Supplied material >>
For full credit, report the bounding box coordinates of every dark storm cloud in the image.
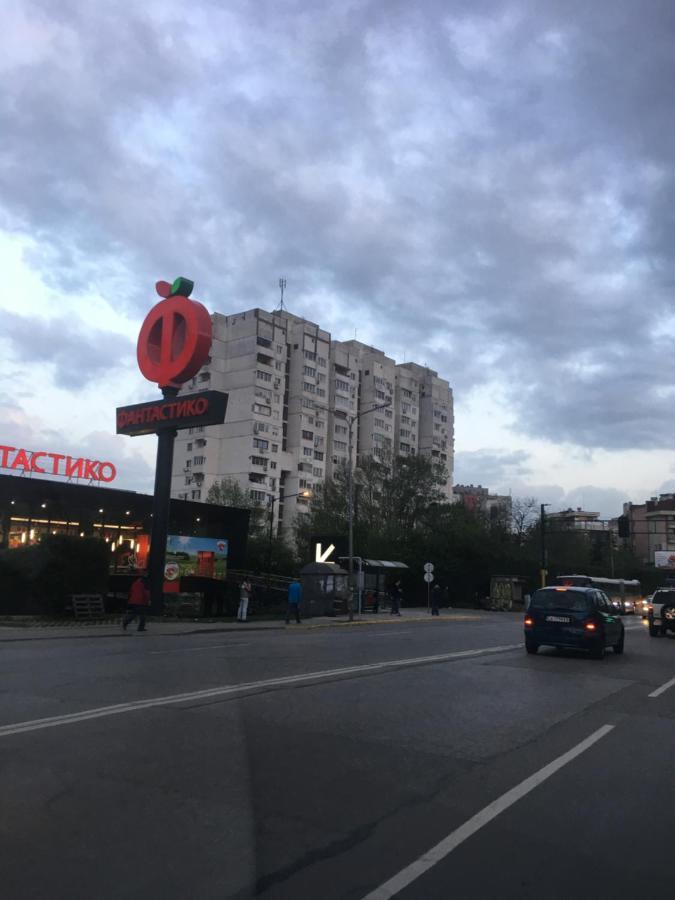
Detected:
[454,450,532,490]
[0,0,675,448]
[0,311,134,390]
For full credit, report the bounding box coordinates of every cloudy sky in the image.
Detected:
[0,0,675,516]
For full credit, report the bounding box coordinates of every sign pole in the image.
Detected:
[148,387,178,616]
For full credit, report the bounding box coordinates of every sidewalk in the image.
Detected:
[0,608,490,643]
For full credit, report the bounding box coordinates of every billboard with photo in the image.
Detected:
[164,534,228,582]
[654,550,675,569]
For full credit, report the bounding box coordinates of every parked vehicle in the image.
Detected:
[556,575,642,615]
[524,586,624,659]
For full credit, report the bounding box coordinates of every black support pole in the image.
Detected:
[148,388,178,616]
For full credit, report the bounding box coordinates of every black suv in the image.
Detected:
[647,588,675,637]
[525,587,625,659]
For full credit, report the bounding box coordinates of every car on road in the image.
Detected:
[647,588,675,637]
[524,587,624,659]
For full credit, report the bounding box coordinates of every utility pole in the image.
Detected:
[347,400,391,622]
[540,503,551,587]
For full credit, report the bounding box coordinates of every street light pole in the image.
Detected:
[267,488,313,593]
[347,400,391,622]
[540,503,551,587]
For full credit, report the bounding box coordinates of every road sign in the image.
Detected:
[314,544,335,562]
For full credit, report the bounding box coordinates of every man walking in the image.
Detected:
[431,584,441,616]
[237,578,253,622]
[122,575,150,631]
[286,578,302,625]
[389,581,403,616]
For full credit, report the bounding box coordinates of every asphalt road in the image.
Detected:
[0,614,675,900]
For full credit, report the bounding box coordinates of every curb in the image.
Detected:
[0,614,482,644]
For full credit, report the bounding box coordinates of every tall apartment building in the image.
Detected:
[171,309,453,529]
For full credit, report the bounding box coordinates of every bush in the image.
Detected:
[0,534,110,616]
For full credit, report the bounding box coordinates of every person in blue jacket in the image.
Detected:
[286,578,302,625]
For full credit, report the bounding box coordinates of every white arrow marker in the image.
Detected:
[315,544,335,562]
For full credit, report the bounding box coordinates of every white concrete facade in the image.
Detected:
[171,309,453,530]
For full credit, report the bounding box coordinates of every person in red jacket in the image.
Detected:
[122,575,150,631]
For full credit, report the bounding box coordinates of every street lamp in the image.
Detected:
[540,503,551,587]
[347,400,391,622]
[267,488,314,590]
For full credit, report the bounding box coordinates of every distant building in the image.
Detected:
[171,309,454,530]
[452,484,512,524]
[623,494,675,565]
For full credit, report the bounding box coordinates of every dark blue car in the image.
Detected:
[525,587,625,659]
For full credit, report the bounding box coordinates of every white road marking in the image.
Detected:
[0,644,522,738]
[363,725,614,900]
[149,641,251,656]
[647,678,675,697]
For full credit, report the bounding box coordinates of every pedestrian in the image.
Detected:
[237,578,253,622]
[431,584,441,616]
[389,581,403,616]
[286,578,302,625]
[122,575,150,631]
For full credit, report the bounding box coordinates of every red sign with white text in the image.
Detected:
[0,446,117,483]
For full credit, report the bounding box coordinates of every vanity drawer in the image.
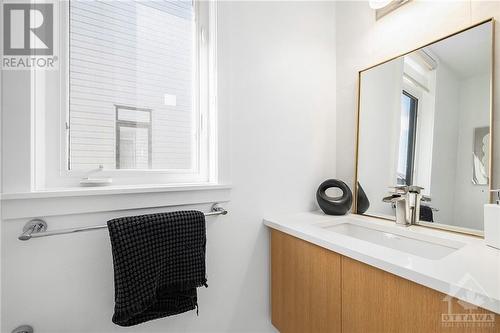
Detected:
[271,229,500,333]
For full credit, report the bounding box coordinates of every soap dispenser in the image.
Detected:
[484,189,500,249]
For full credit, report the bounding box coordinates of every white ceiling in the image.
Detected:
[424,22,492,78]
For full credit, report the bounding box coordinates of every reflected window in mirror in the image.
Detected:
[397,90,418,185]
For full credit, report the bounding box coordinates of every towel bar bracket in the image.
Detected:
[206,203,227,215]
[18,203,227,241]
[19,219,47,240]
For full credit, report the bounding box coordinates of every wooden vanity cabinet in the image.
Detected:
[271,230,342,333]
[271,229,500,333]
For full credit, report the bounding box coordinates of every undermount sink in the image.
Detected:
[321,221,465,260]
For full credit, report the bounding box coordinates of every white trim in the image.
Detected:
[1,185,231,220]
[0,184,231,200]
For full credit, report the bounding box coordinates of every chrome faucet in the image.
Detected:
[382,185,430,226]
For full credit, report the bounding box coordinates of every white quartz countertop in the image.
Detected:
[264,211,500,314]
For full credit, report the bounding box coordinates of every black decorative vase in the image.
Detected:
[316,179,352,215]
[356,182,370,214]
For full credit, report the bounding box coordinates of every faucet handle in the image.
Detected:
[389,185,408,194]
[408,185,424,194]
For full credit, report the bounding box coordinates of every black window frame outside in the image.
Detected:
[115,104,153,170]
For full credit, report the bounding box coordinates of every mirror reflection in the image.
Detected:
[357,21,492,230]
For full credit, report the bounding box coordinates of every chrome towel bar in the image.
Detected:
[18,204,227,241]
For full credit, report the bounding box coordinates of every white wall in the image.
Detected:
[454,74,490,229]
[335,0,500,223]
[430,63,460,225]
[1,2,336,333]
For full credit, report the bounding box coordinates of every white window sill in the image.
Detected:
[1,184,231,219]
[1,184,231,200]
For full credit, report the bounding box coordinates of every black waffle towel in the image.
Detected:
[108,211,207,326]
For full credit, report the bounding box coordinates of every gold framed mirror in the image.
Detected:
[353,18,495,236]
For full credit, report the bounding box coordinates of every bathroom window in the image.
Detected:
[397,91,418,185]
[58,0,216,183]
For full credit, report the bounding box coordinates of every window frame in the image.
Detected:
[115,104,153,170]
[36,0,219,190]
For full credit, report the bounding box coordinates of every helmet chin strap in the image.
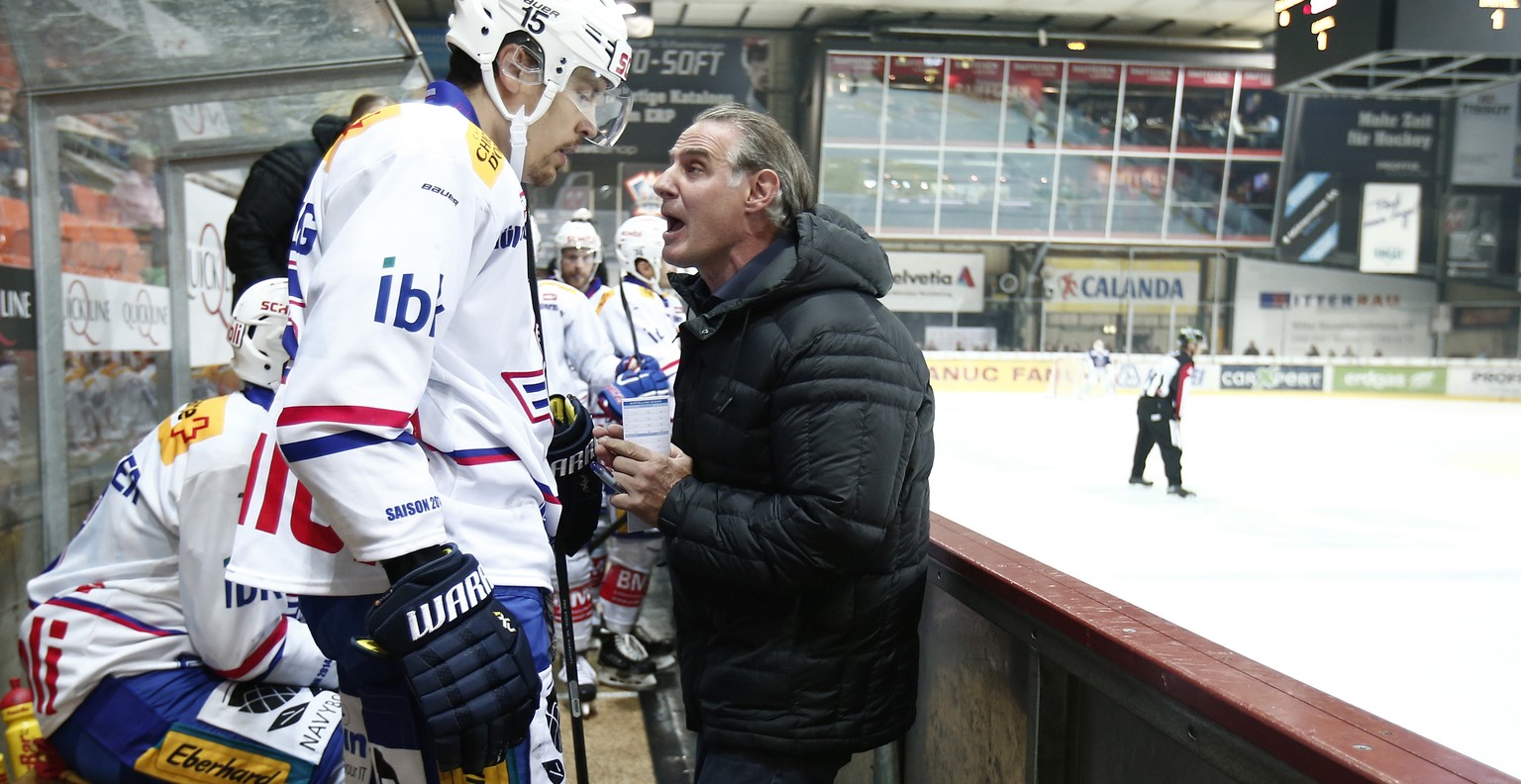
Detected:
[506,106,528,179]
[480,62,558,179]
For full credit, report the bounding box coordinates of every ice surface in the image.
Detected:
[931,392,1521,776]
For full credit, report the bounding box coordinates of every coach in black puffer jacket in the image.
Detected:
[599,106,934,782]
[224,114,349,302]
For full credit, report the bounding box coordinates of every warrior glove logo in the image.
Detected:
[406,570,492,641]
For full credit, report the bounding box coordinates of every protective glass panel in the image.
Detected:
[818,147,882,231]
[1062,62,1119,150]
[57,105,173,520]
[1166,159,1226,239]
[883,54,946,145]
[882,150,940,233]
[1109,158,1166,239]
[998,153,1056,237]
[940,151,998,229]
[0,0,406,88]
[946,57,1004,145]
[823,54,886,143]
[1221,159,1277,241]
[1177,68,1240,151]
[1234,71,1288,156]
[1056,155,1113,237]
[1119,65,1178,151]
[1004,60,1064,148]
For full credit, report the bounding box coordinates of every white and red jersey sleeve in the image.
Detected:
[230,103,558,594]
[593,278,681,386]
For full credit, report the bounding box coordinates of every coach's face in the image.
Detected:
[656,120,753,279]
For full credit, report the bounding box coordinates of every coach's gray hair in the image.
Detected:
[692,103,818,233]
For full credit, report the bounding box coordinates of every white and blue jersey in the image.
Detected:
[228,103,559,596]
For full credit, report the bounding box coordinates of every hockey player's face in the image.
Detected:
[523,68,601,187]
[559,247,596,292]
[656,122,750,272]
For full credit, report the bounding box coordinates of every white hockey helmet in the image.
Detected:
[556,219,602,269]
[227,278,290,389]
[445,0,633,147]
[616,216,666,286]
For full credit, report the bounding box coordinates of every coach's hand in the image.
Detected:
[355,543,539,773]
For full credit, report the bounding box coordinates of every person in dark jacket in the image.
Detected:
[1130,327,1205,498]
[222,93,395,302]
[598,105,934,784]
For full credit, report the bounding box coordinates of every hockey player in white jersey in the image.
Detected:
[230,0,630,782]
[20,281,343,784]
[553,210,608,301]
[580,216,681,677]
[539,257,664,701]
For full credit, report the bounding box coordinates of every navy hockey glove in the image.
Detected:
[596,354,670,423]
[549,395,602,554]
[355,543,539,773]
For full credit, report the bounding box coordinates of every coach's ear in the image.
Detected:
[746,168,782,213]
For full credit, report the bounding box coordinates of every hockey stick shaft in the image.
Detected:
[556,553,590,784]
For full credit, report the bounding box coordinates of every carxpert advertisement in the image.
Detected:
[1277,97,1442,273]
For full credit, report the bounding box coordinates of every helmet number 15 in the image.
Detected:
[523,5,549,35]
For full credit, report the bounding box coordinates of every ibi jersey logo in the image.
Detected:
[375,255,445,338]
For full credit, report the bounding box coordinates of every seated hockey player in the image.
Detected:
[592,214,681,688]
[539,242,667,701]
[20,278,343,784]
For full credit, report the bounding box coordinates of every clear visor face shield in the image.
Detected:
[565,68,635,147]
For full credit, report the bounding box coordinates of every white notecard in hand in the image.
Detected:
[624,397,670,532]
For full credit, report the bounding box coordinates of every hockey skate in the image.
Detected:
[596,629,656,691]
[635,625,675,670]
[556,653,596,702]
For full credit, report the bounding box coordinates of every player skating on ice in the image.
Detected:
[1076,341,1115,398]
[1130,327,1205,498]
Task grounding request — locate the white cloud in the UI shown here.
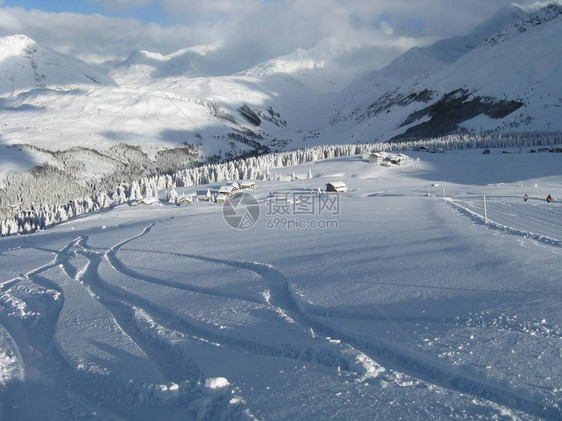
[90,0,152,10]
[0,0,536,73]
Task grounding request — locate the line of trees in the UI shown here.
[0,133,562,236]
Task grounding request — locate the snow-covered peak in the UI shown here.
[0,35,115,95]
[512,0,562,13]
[0,35,37,60]
[240,48,326,78]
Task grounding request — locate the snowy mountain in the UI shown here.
[0,35,116,95]
[110,46,221,85]
[0,3,562,217]
[331,3,562,140]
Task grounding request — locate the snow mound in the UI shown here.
[205,377,230,389]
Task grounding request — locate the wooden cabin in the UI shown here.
[326,181,347,193]
[219,186,235,196]
[240,180,256,190]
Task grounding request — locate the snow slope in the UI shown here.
[0,2,562,207]
[0,150,562,420]
[0,35,116,96]
[332,3,562,140]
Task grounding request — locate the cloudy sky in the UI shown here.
[0,0,544,73]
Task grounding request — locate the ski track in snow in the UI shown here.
[107,218,562,418]
[0,236,247,420]
[444,198,562,247]
[0,202,562,419]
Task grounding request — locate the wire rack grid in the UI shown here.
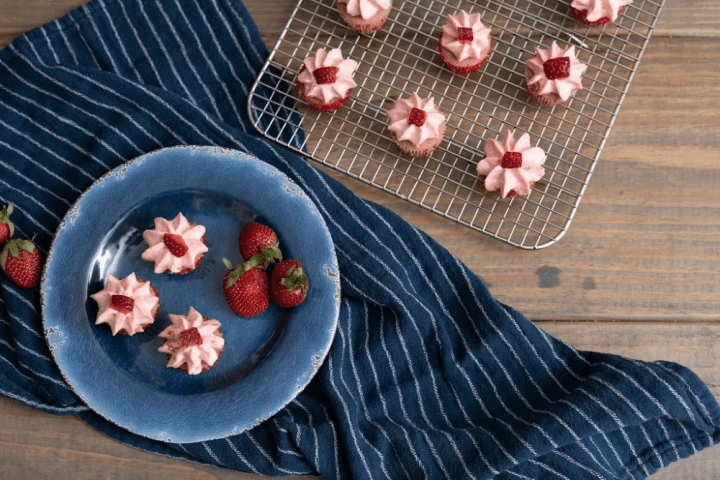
[248,0,664,249]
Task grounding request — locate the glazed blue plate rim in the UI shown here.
[41,146,340,443]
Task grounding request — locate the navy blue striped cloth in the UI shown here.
[0,0,720,480]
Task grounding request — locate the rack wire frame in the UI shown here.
[248,0,665,249]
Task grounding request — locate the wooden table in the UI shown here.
[0,0,720,480]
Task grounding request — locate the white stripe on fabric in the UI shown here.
[40,28,60,63]
[363,302,428,478]
[136,0,198,105]
[325,355,372,478]
[225,438,260,475]
[93,0,143,83]
[293,398,320,466]
[0,141,82,195]
[245,430,311,475]
[200,442,225,465]
[80,3,120,76]
[320,403,340,480]
[118,2,167,86]
[155,0,222,118]
[338,298,410,479]
[0,88,110,171]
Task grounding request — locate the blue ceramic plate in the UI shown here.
[41,147,340,443]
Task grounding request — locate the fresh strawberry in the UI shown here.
[238,222,282,268]
[408,107,427,127]
[270,260,309,307]
[0,205,15,245]
[222,255,270,317]
[0,238,40,288]
[543,57,570,80]
[313,67,340,85]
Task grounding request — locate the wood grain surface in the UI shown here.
[0,0,720,480]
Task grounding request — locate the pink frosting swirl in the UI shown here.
[388,92,445,147]
[142,213,208,273]
[440,10,492,62]
[340,0,391,20]
[527,41,587,101]
[90,272,160,336]
[158,307,225,375]
[477,131,545,198]
[571,0,632,22]
[298,48,357,103]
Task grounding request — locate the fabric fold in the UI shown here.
[0,0,720,480]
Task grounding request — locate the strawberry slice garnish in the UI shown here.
[163,233,188,257]
[408,107,427,127]
[313,67,340,85]
[543,57,570,80]
[180,327,202,347]
[500,152,522,168]
[110,295,135,314]
[457,27,473,43]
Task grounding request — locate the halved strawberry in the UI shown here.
[238,222,282,268]
[270,260,309,308]
[0,237,41,288]
[313,67,340,85]
[222,255,270,317]
[543,57,570,80]
[408,107,427,127]
[0,205,15,245]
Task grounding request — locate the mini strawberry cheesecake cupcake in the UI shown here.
[158,307,225,375]
[388,92,445,157]
[142,213,208,275]
[90,272,160,336]
[338,0,392,35]
[525,41,587,105]
[438,10,492,75]
[296,48,357,112]
[570,0,632,27]
[477,131,545,198]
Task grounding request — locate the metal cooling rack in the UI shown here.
[248,0,664,249]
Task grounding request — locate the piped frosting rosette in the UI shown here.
[570,0,632,22]
[298,48,357,103]
[158,307,225,375]
[527,41,587,101]
[142,213,208,273]
[440,10,492,62]
[339,0,392,20]
[477,131,546,198]
[90,272,160,336]
[388,92,445,147]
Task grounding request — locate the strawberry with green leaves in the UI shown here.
[0,237,41,288]
[222,254,270,317]
[0,205,15,245]
[238,222,282,265]
[270,260,309,308]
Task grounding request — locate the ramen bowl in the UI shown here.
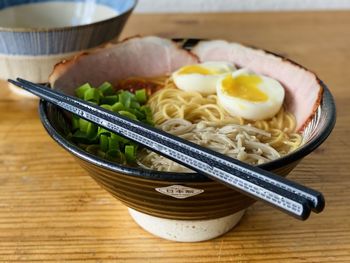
[40,38,335,242]
[0,0,136,97]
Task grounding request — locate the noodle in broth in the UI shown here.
[119,77,302,172]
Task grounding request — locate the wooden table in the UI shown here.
[0,12,350,262]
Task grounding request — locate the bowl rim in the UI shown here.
[39,43,336,183]
[0,0,139,33]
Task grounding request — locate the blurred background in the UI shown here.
[135,0,350,13]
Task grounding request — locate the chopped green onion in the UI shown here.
[97,127,111,137]
[97,81,115,96]
[75,83,92,99]
[85,144,99,154]
[100,104,112,111]
[84,88,100,104]
[100,95,119,105]
[100,134,109,152]
[112,102,125,112]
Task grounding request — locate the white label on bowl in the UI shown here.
[155,185,204,199]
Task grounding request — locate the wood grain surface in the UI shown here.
[0,12,350,262]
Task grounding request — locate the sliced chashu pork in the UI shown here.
[192,40,322,131]
[49,36,198,94]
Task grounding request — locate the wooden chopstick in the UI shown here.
[9,79,324,220]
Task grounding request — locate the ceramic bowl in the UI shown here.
[40,39,335,241]
[0,0,136,95]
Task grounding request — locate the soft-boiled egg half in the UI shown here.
[172,61,236,95]
[216,69,284,121]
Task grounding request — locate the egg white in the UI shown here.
[172,61,236,95]
[216,69,285,121]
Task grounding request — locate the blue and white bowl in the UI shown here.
[0,0,137,96]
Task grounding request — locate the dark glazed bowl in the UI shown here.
[40,39,336,220]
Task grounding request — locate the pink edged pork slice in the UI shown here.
[192,40,323,131]
[49,36,198,94]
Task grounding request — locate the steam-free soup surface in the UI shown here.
[0,1,117,28]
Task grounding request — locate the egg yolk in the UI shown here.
[179,65,219,75]
[222,75,268,102]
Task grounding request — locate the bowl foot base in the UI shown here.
[128,208,245,242]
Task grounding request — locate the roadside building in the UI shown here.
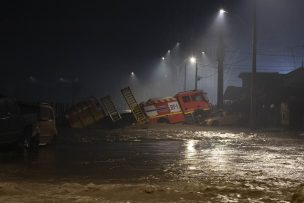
[224,67,304,128]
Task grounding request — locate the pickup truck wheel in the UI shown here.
[157,118,169,124]
[17,128,39,153]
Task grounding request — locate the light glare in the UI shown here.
[190,56,196,63]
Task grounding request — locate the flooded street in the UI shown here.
[0,125,304,202]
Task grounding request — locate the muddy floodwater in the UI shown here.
[0,125,304,202]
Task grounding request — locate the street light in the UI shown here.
[219,9,228,15]
[190,56,196,64]
[190,56,197,90]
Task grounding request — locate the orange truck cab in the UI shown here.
[142,90,210,123]
[141,97,185,123]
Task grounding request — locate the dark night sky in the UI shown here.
[0,0,304,106]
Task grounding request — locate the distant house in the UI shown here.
[224,68,304,128]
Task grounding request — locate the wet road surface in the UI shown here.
[0,125,304,202]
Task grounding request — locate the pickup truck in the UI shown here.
[0,96,39,152]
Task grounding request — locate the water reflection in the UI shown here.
[185,140,198,159]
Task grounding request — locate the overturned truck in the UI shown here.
[141,90,211,124]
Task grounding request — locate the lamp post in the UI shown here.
[217,9,227,109]
[250,1,257,129]
[184,56,197,91]
[190,56,197,90]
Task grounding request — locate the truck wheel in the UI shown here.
[212,121,220,126]
[157,118,169,123]
[17,128,39,153]
[193,110,207,125]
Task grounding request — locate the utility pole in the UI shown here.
[217,31,225,109]
[184,62,187,91]
[250,0,257,129]
[194,60,197,90]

Do this >> Put the lines of the records into a numbered list, leaving out blank lines, starting from the beginning of the records and going on through the line containing "[0,0,675,516]". Omit the pictures.

Answer for the task >>
1. For full credit, report the bounding box coordinates of every dark storm cloud in the image.
2. Detected:
3. [454,450,532,490]
4. [0,0,675,448]
5. [0,311,134,390]
6. For full credit, report the bounding box coordinates of every cloudy sky in the image.
7. Detected:
8. [0,0,675,516]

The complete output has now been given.